The clerk glowered. "Sir, that's not appropriate language to use in this facility."

----

I'm going to side with the clerk on this one. He doesn't make policy. Go complain to someone who can do something about it and leave the clerk alone. OK, let's agree that postal clerks make too much money, too much security, are slackers, have a big union protecting them when authors don't, etc. But have you ever had a service job, the best you can get without a college degree, where you have to do the same thing, over and over again, while Yale and Harvard grads come in and make wisecracks about what you may think when what you think doesn't matter, you're just do as you're told and hoping to hang onto your job? No fair making an issue out of the clerk's restrained response, "glowering" though he may have been.
 
3:06: For God's sake lighten up...I would have made a similar remark to the postal clerk and I never went past high school...I suppose you would then say it was because I was uneducated. Everybody needs to lighten up, including the postal clerk...he must know it's a stupid policy. Dealing with the public when you have these kind of policies...and I know because I'm a public servant, you have to be able to be tolerant and it helps to have a sense of humour. On both sides is even better...and quit picking on Harvard and Yale.

▶ **Given entries**
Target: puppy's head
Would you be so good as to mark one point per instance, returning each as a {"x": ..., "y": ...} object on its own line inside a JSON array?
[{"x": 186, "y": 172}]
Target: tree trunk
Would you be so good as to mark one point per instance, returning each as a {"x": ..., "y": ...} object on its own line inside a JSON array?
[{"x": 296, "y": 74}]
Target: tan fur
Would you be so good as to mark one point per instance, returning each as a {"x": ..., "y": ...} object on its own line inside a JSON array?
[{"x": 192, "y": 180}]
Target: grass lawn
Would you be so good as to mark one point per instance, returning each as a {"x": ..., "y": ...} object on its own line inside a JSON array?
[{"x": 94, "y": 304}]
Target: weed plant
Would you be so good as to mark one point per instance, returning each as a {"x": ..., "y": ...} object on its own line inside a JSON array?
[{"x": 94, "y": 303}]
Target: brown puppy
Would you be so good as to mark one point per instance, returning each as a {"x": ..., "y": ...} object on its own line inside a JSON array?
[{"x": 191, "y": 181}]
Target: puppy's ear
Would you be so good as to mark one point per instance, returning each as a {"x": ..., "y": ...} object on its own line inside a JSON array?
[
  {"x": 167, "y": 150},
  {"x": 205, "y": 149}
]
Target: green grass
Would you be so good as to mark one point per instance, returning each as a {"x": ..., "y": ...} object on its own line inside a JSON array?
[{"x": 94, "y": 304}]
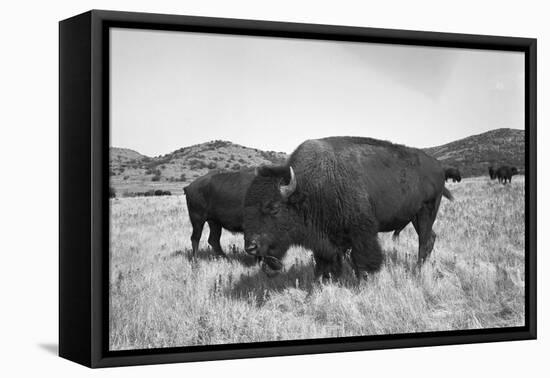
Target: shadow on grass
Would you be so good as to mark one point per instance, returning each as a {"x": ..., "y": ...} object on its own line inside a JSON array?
[
  {"x": 209, "y": 255},
  {"x": 258, "y": 285}
]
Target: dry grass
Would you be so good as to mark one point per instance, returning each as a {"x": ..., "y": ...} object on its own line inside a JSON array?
[{"x": 159, "y": 298}]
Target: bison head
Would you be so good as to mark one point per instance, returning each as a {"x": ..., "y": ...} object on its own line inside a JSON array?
[{"x": 270, "y": 214}]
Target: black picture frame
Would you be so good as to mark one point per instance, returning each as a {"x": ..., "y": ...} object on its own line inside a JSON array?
[{"x": 84, "y": 185}]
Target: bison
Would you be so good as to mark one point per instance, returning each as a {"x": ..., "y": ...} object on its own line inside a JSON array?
[
  {"x": 504, "y": 174},
  {"x": 492, "y": 173},
  {"x": 337, "y": 193},
  {"x": 452, "y": 173},
  {"x": 217, "y": 198}
]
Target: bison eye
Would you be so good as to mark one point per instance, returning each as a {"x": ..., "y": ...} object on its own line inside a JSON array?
[{"x": 270, "y": 207}]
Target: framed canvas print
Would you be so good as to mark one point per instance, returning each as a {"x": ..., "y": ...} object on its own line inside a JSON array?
[{"x": 235, "y": 188}]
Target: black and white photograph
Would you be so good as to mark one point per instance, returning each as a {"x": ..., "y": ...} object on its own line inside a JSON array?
[{"x": 270, "y": 189}]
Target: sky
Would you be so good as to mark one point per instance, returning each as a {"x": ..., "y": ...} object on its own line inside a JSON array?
[{"x": 174, "y": 89}]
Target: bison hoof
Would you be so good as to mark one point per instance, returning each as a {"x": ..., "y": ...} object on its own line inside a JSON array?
[{"x": 268, "y": 271}]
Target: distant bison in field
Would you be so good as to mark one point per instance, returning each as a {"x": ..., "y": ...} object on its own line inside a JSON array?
[
  {"x": 337, "y": 193},
  {"x": 492, "y": 173},
  {"x": 505, "y": 173},
  {"x": 217, "y": 198},
  {"x": 452, "y": 173}
]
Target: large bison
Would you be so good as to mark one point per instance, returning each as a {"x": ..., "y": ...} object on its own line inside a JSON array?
[
  {"x": 452, "y": 173},
  {"x": 338, "y": 193},
  {"x": 492, "y": 173},
  {"x": 217, "y": 198},
  {"x": 504, "y": 173}
]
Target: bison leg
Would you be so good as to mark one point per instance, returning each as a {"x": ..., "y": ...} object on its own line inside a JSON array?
[
  {"x": 423, "y": 223},
  {"x": 326, "y": 268},
  {"x": 196, "y": 235},
  {"x": 214, "y": 237},
  {"x": 366, "y": 254},
  {"x": 396, "y": 233}
]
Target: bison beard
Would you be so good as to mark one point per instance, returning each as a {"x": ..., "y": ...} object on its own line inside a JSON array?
[{"x": 338, "y": 193}]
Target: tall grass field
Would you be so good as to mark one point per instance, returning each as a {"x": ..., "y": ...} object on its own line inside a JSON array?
[{"x": 159, "y": 297}]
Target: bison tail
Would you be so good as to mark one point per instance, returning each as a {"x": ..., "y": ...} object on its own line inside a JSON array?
[{"x": 447, "y": 194}]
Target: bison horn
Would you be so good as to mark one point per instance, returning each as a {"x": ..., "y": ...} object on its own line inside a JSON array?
[{"x": 287, "y": 190}]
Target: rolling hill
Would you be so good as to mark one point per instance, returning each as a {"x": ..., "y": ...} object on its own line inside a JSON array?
[
  {"x": 133, "y": 172},
  {"x": 474, "y": 154}
]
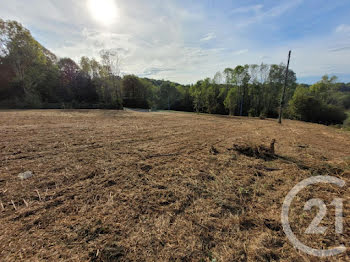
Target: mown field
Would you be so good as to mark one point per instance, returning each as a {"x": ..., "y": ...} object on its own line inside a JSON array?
[{"x": 136, "y": 186}]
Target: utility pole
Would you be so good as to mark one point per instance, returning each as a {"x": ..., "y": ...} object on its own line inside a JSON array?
[{"x": 284, "y": 90}]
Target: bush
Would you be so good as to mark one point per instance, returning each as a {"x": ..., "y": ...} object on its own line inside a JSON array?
[{"x": 307, "y": 107}]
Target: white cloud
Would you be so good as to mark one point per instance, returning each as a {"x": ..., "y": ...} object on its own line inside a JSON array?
[
  {"x": 273, "y": 12},
  {"x": 208, "y": 37},
  {"x": 247, "y": 9},
  {"x": 343, "y": 28},
  {"x": 240, "y": 52}
]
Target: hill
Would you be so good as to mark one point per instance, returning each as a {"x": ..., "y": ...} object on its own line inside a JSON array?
[{"x": 133, "y": 186}]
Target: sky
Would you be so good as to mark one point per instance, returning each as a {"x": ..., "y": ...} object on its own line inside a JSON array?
[{"x": 187, "y": 40}]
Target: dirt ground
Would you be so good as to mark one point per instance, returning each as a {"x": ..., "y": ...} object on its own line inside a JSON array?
[{"x": 137, "y": 186}]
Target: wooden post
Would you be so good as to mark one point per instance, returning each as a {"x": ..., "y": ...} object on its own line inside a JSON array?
[{"x": 284, "y": 90}]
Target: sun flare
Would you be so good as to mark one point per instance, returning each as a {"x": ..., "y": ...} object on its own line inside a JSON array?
[{"x": 103, "y": 11}]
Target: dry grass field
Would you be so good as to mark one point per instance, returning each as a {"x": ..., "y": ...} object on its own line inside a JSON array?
[{"x": 134, "y": 186}]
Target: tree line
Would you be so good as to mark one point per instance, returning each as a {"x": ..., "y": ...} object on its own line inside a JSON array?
[{"x": 33, "y": 77}]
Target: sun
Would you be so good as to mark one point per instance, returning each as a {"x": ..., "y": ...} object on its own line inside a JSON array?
[{"x": 103, "y": 11}]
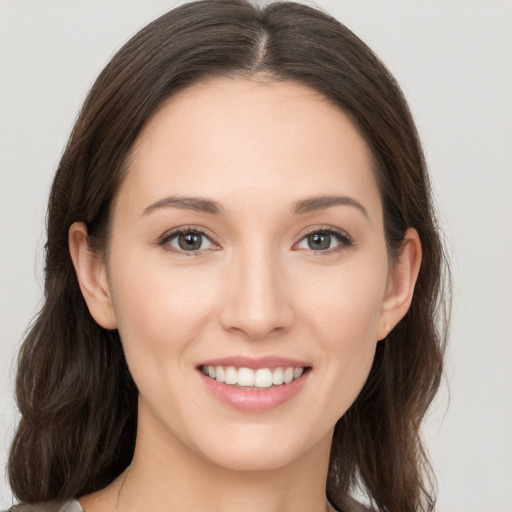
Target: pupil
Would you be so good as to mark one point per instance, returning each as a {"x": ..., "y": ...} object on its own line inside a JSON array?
[
  {"x": 319, "y": 241},
  {"x": 189, "y": 241}
]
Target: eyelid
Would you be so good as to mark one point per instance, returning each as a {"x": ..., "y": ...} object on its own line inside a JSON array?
[
  {"x": 164, "y": 239},
  {"x": 345, "y": 240}
]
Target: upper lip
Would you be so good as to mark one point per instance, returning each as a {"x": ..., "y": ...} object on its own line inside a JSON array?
[{"x": 255, "y": 362}]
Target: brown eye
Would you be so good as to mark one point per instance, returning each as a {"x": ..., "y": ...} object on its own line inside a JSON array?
[
  {"x": 325, "y": 241},
  {"x": 319, "y": 241},
  {"x": 188, "y": 241}
]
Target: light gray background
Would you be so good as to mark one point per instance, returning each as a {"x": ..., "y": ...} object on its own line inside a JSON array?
[{"x": 454, "y": 61}]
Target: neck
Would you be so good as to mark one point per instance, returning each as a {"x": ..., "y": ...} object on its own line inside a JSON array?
[{"x": 169, "y": 476}]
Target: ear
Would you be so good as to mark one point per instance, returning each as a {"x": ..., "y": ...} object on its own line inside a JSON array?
[
  {"x": 92, "y": 277},
  {"x": 401, "y": 282}
]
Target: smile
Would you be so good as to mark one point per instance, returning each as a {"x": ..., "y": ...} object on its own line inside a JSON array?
[
  {"x": 254, "y": 385},
  {"x": 248, "y": 378}
]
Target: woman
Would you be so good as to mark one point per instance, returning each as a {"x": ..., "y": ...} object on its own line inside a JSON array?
[{"x": 243, "y": 279}]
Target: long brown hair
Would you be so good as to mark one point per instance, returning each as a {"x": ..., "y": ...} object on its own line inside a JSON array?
[{"x": 77, "y": 400}]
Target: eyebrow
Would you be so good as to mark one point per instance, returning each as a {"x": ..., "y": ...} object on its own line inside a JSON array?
[
  {"x": 203, "y": 205},
  {"x": 323, "y": 202},
  {"x": 196, "y": 204}
]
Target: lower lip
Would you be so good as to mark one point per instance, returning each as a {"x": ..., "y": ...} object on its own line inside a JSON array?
[{"x": 255, "y": 400}]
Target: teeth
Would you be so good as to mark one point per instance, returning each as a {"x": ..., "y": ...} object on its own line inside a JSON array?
[{"x": 247, "y": 377}]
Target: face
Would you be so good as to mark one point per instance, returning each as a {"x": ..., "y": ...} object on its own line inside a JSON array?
[{"x": 247, "y": 239}]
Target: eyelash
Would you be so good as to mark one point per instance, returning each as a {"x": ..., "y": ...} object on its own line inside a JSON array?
[{"x": 345, "y": 241}]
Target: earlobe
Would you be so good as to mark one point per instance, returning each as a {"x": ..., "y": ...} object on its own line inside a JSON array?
[
  {"x": 401, "y": 282},
  {"x": 92, "y": 277}
]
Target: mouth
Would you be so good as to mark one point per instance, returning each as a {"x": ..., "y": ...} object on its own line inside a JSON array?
[
  {"x": 254, "y": 378},
  {"x": 251, "y": 385}
]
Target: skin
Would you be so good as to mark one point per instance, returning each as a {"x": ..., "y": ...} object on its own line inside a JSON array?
[{"x": 255, "y": 288}]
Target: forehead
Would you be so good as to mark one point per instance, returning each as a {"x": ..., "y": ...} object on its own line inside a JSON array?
[{"x": 245, "y": 140}]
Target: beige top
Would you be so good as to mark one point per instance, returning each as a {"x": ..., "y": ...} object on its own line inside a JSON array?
[{"x": 349, "y": 505}]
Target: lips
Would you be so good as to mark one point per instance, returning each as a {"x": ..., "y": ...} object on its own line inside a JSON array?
[{"x": 254, "y": 385}]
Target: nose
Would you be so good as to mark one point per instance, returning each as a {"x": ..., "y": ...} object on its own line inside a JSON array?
[{"x": 257, "y": 299}]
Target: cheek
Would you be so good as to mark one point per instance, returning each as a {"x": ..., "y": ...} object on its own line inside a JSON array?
[{"x": 159, "y": 309}]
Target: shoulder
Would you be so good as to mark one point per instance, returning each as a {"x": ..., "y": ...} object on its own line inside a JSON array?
[
  {"x": 50, "y": 506},
  {"x": 349, "y": 504}
]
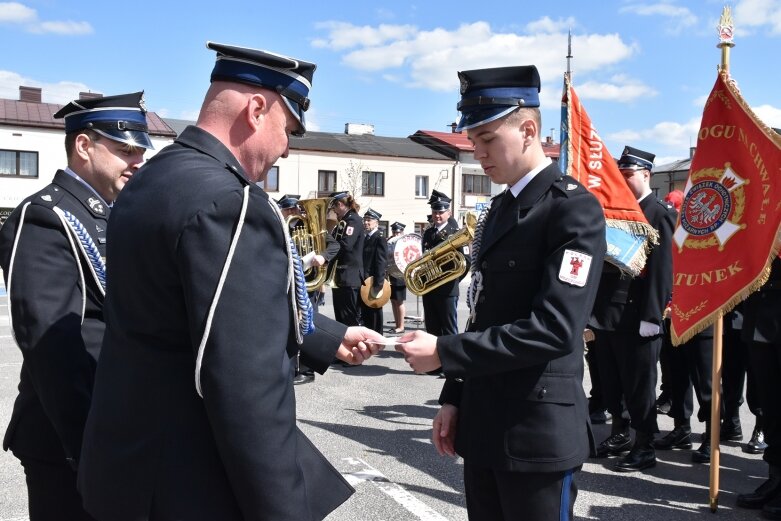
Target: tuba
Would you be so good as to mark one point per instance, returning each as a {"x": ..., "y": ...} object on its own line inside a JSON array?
[
  {"x": 442, "y": 263},
  {"x": 309, "y": 236}
]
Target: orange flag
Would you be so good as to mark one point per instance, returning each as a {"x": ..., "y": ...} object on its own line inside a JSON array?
[
  {"x": 727, "y": 232},
  {"x": 585, "y": 157}
]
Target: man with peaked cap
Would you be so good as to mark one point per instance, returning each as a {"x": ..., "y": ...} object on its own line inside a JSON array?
[
  {"x": 347, "y": 266},
  {"x": 52, "y": 251},
  {"x": 627, "y": 321},
  {"x": 193, "y": 414},
  {"x": 398, "y": 286},
  {"x": 440, "y": 304},
  {"x": 375, "y": 264},
  {"x": 513, "y": 404}
]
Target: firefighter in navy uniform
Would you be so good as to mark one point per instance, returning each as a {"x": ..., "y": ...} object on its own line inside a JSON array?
[
  {"x": 513, "y": 404},
  {"x": 193, "y": 411},
  {"x": 627, "y": 322},
  {"x": 439, "y": 305},
  {"x": 375, "y": 263},
  {"x": 348, "y": 264},
  {"x": 52, "y": 250}
]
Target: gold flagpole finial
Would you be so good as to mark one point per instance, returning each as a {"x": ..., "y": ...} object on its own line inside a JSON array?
[{"x": 726, "y": 30}]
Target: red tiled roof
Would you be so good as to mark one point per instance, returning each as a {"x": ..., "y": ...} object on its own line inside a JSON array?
[{"x": 40, "y": 115}]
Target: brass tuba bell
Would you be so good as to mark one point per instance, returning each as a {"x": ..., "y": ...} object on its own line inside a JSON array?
[
  {"x": 442, "y": 263},
  {"x": 309, "y": 236}
]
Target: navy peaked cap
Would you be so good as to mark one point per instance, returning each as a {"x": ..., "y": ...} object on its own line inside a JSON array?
[
  {"x": 121, "y": 118},
  {"x": 290, "y": 77},
  {"x": 288, "y": 201},
  {"x": 490, "y": 94},
  {"x": 372, "y": 214},
  {"x": 636, "y": 158},
  {"x": 439, "y": 201}
]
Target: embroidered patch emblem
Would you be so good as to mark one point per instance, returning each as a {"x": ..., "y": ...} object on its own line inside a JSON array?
[
  {"x": 96, "y": 206},
  {"x": 574, "y": 268}
]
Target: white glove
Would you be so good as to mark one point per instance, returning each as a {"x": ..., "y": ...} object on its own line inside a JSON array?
[{"x": 648, "y": 329}]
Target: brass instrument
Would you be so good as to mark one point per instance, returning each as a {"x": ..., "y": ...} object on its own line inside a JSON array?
[
  {"x": 310, "y": 237},
  {"x": 442, "y": 263}
]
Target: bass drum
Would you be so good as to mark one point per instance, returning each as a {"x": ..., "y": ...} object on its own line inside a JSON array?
[{"x": 403, "y": 250}]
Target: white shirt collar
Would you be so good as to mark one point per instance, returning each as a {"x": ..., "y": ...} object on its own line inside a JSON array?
[{"x": 525, "y": 180}]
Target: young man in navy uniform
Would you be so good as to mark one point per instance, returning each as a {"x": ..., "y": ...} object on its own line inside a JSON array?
[
  {"x": 348, "y": 264},
  {"x": 513, "y": 404},
  {"x": 627, "y": 322},
  {"x": 375, "y": 263},
  {"x": 439, "y": 305},
  {"x": 52, "y": 251},
  {"x": 193, "y": 415}
]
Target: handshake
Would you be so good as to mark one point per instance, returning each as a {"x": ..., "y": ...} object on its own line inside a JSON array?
[{"x": 419, "y": 348}]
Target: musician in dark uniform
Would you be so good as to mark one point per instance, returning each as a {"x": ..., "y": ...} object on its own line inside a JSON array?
[
  {"x": 375, "y": 263},
  {"x": 439, "y": 305},
  {"x": 52, "y": 251},
  {"x": 348, "y": 264},
  {"x": 193, "y": 413},
  {"x": 288, "y": 205},
  {"x": 627, "y": 323},
  {"x": 513, "y": 404},
  {"x": 398, "y": 286},
  {"x": 762, "y": 333}
]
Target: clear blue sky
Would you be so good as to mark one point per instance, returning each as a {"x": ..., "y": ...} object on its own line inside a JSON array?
[{"x": 642, "y": 69}]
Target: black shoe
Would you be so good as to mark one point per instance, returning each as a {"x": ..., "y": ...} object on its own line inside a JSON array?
[
  {"x": 303, "y": 379},
  {"x": 702, "y": 454},
  {"x": 678, "y": 438},
  {"x": 641, "y": 457},
  {"x": 770, "y": 489},
  {"x": 731, "y": 430},
  {"x": 663, "y": 404},
  {"x": 756, "y": 445},
  {"x": 615, "y": 445},
  {"x": 772, "y": 509}
]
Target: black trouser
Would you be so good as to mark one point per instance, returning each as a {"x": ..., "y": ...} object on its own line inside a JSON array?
[
  {"x": 627, "y": 366},
  {"x": 691, "y": 367},
  {"x": 51, "y": 492},
  {"x": 766, "y": 362},
  {"x": 440, "y": 315},
  {"x": 346, "y": 306},
  {"x": 498, "y": 495}
]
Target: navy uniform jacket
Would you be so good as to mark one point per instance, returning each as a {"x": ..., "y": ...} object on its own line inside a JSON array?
[
  {"x": 56, "y": 311},
  {"x": 622, "y": 301},
  {"x": 431, "y": 238},
  {"x": 152, "y": 444},
  {"x": 349, "y": 261},
  {"x": 375, "y": 258},
  {"x": 516, "y": 374}
]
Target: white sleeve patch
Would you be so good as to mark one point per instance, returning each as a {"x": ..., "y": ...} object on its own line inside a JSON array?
[{"x": 574, "y": 268}]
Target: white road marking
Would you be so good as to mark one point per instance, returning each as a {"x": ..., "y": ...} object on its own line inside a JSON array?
[{"x": 365, "y": 472}]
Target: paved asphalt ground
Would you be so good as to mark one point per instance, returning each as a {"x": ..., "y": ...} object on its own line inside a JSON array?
[{"x": 373, "y": 423}]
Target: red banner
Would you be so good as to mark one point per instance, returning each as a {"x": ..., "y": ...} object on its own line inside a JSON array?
[
  {"x": 727, "y": 232},
  {"x": 585, "y": 157}
]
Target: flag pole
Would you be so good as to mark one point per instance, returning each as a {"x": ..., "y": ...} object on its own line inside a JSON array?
[{"x": 726, "y": 30}]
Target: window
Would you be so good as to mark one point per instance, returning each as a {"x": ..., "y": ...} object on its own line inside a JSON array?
[
  {"x": 476, "y": 184},
  {"x": 421, "y": 186},
  {"x": 326, "y": 182},
  {"x": 18, "y": 163},
  {"x": 271, "y": 184},
  {"x": 374, "y": 183}
]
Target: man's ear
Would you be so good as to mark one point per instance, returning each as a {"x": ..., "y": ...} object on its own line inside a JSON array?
[
  {"x": 81, "y": 146},
  {"x": 257, "y": 107}
]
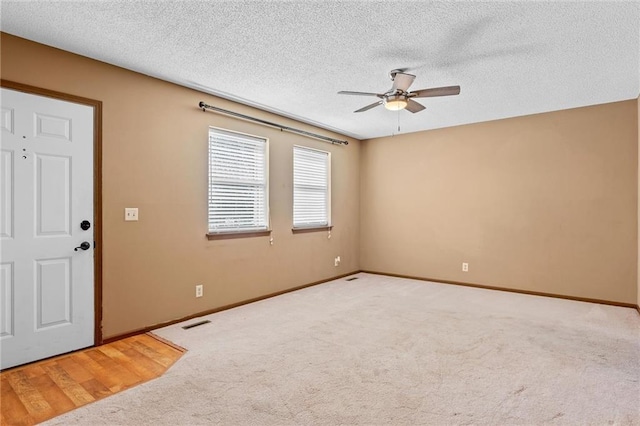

▶ **Instruction 1**
Replace "slackers" with "loafers" in the stretch of the postal clerk discussion from "I'm going to" through "may have been.", and give that stretch again.
▶ **Instruction 2**
In the postal clerk discussion, what kind of work does the 3:06 commenter say they do?
▶ **Instruction 3**
Resume the postal clerk discussion from the point where it stops.
The entries are separate material, apart from the postal clerk discussion.

▶ **Exercise output 1**
I'm going to side with the clerk on this one. He doesn't make policy. Go complain to someone who can do something about it and leave the clerk alone. OK, let's agree that postal clerks make too much money, too much security, are loafers, have a big union protecting them when authors don't, etc. But have you ever had a service job, the best you can get without a college degree, where you have to do the same thing, over and over again, while Yale and Harvard grads come in and make wisecracks about what you may think when what you think doesn't matter, you're just do as you're told and hoping to hang onto your job? No fair making an issue out of the clerk's restrained response, "glowering" though he may have been.

▶ **Exercise output 2**
The commenter says they are a public servant.

▶ **Exercise output 3**
 
Re 2:40, yes, I can imagine a postmark surviving a bomb blast. I don't pretend to be a security expert, but I am not quite so ready to dismiss this policy as idiotic.

On the other hand, the report of a 9 year old boy talking himself onto an airplane yesterday in Seattle does give me pause!
 
Whatever, I think it's hilarious. I bet the guy was agitated since he didn't know why that was the policy and was afraid to ask.
 
In fact, I've had quite a few service jobs. I've worked construction, I've worked in retail, I've worked in a snack bar, I've washed dishes, I've worked as a telephone operator, taking 6 AM calls from Washington Post customers who didn't get their Saturday or Sunday papers. And if someone said something to me about an obviously inane store policy, I'd probably have laughed and said, "Don't shoot the messenger," or something like that.
 
You would have said that because you belong to a privileged class. (I've seen your bio.) The fact that you worked some service jobs just means your parents weren't so rich that they gave you your pocket money. Next time you wanna share your ire with a postal clerk, remeber what the word "postal" now connotes in our society.
 
The postal clerk is wrong. There is no such requirement.

I have had the same discussion. They told me it was a requirement. It is only a requirement (at that time at least) for junk mail.

Did anyone notice that the security requirement for personally handing in a package went from 16 oz to 13 oz right after first class mail was limited to 13 oz? I think it was done so that the post office could sort through 14 oz packages sent first class and put under th guise of security regulations.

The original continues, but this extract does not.